* [提示文]
投稿によると「洋光台駅に崎陽軒のシウマイの自動販売機があった」という。
自動販売機で…シウマイを…。実に尖った発想である。日持ちしないシウマイを自動販売機で販売するとなると、冷凍なのだろうか? 即食べられる弁当が出てくる? それともシウマイ単体? 売り上げはどの程度だったのか?
自販機から出てくるところが想像できない
自販機から出てくるところが想像できない
浮かぶ疑問は枚挙にいとまがない。しかも寄せられた投稿はこれだけではない。「かつてみなと寿司と言う寿司の駅弁があった」というキニナル情報が。今回は崎陽軒が過去に発売した商品を一挙レポート!
崎陽軒本社入り口付近でもシウマイが売られている
崎陽軒本社入り口付近でもシウマイが売られている
崎陽軒本社があるのは「ヨコハマジャストビル」
崎陽軒本社があるのは「ヨコハマジャストビル」
崎陽軒本社は、横浜駅東口を出て5分ほど歩いた場所にある。

中にお邪魔し、広報部に連絡を取ってしばし待つ。通されたのは、パーテーションに区切られた場所。忙しく走り回る社員さんはどの方もスーツを着こなしており、そこだけ見たのでは何の会社か分からない。
なんとなく、シウマイ・オブジェが飾られたオフィスに崎陽軒ジャンバーのような服を思い浮かべていたのだが、そんなことはなかったようである。当たり前か。

自動販売機

担当してくださったのははまれぽでもおなじみの柴田さん。手にはたくさんの資料。頭が下がる。
ハスキーボイスが魅力的
ハスキーボイスが魅力的
しばらく崎陽軒の歴史を交えて雑談。
1908(明治41)年創業の「崎陽軒」。その名は、創業者の1人、4代目横浜駅駅長の久保久行氏の出身地である長崎から名付けられているという。長崎には、太陽が昇る岬という意味の崎陽という別名があるらしいのである。知らなかった。
初代社長 野並茂吉氏。レジェンド・オブ・シウマイ
初代社長 野並茂吉氏。レジェンド・オブ・シウマイ
また、なぜ「シュウマイ」ではなくシウマイと言うか――おそらく多くの方がウマイ(美味い)から来ていると思っておられるだろう。事実、そうアナウンスをしてもいるらしい。だが、実はそれは後付けなのだという(!)。

考えてみれば、シュウマイでも「ウマイ」は入っている。小さいユを抜く理由にはならない。

* [記録データ]
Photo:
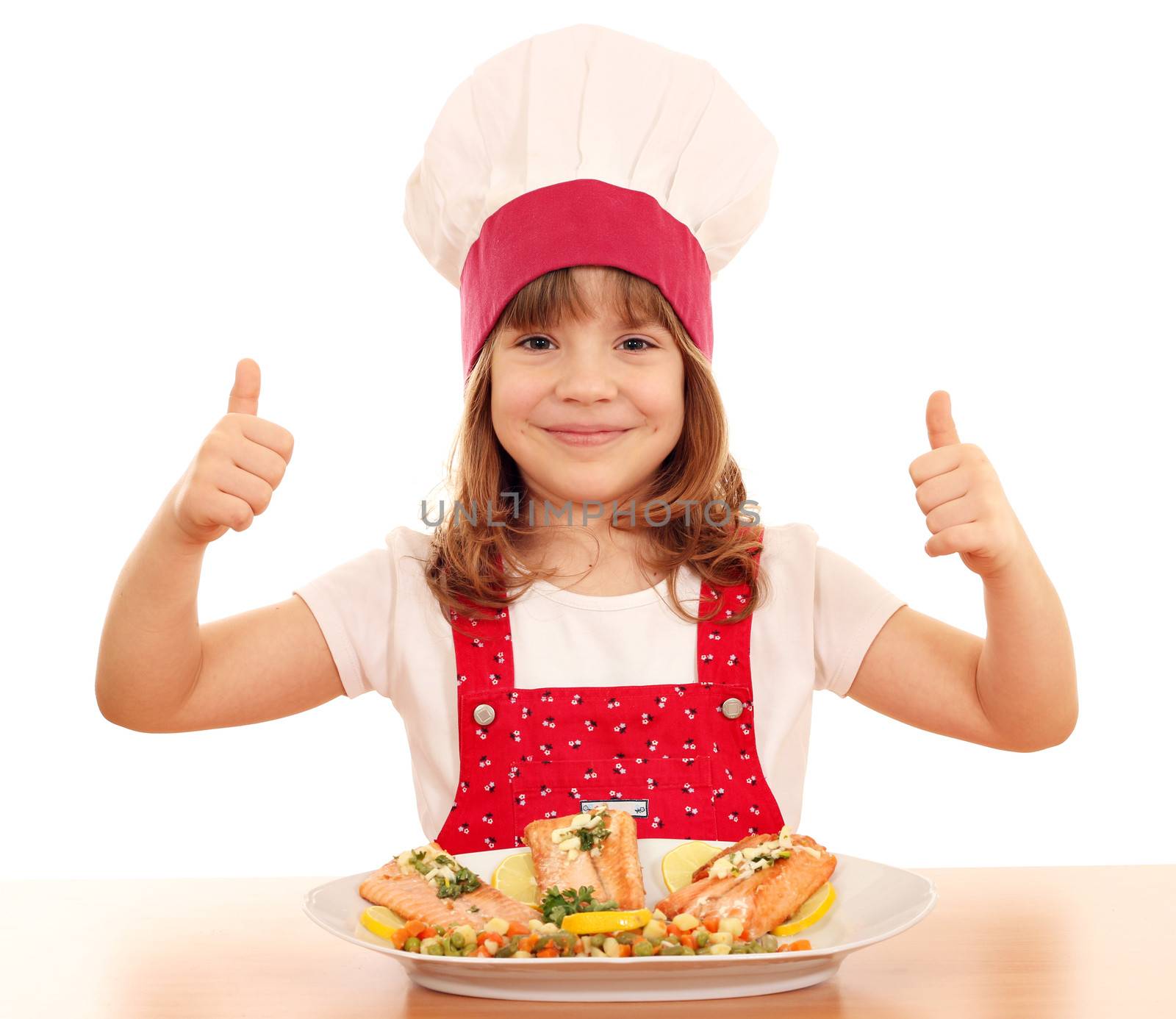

* [課題一覧]
- A) 崎陽軒についての文章のうち、「投稿によると「洋光台駅に崎陽軒のシウマイの自動販売機があった」という。」から「崎陽軒本社は、横浜駅東口を出て5分ほど歩いた場所にある。」までを、両端の語句も含めてそのまま書き写すこと。
- B) 崎陽軒についての文章をもとに、次の問いに答えること。
(i) 崎陽軒は何年に創業したか。
(ii) 崎陽軒本社は、横浜駅のどの出口から歩いて何分ほどの場所にあるか。
(iii) 投稿によると、崎陽軒のシウマイの自動販売機はどの駅にあったか。

* [解答]
- A)
投稿によると「洋光台駅に崎陽軒のシウマイの自動販売機があった」という。
自動販売機で…シウマイを…。実に尖った発想である。日持ちしないシウマイを自動販売機で販売するとなると、冷凍なのだろうか? 即食べられる弁当が出てくる? それともシウマイ単体? 売り上げはどの程度だったのか?
自販機から出てくるところが想像できない
自販機から出てくるところが想像できない
浮かぶ疑問は枚挙にいとまがない。しかも寄せられた投稿はこれだけではない。「かつてみなと寿司と言う寿司の駅弁があった」というキニナル情報が。今回は崎陽軒が過去に発売した商品を一挙レポート!
崎陽軒本社入り口付近でもシウマイが売られている
崎陽軒本社入り口付近でもシウマイが売られている
崎陽軒本社があるのは「ヨコハマジャストビル」
崎陽軒本社があるのは「ヨコハマジャストビル」
崎陽軒本社は、横浜駅東口を出て5分ほど歩いた場所にある。

- B)
(i) 崎陽軒は1908(明治41)年に創業した。
(ii) 崎陽軒本社は、横浜駅東口を出て5分ほど歩いた場所にある。
(iii) 崎陽軒のシウマイの自動販売機は洋光台駅にあった。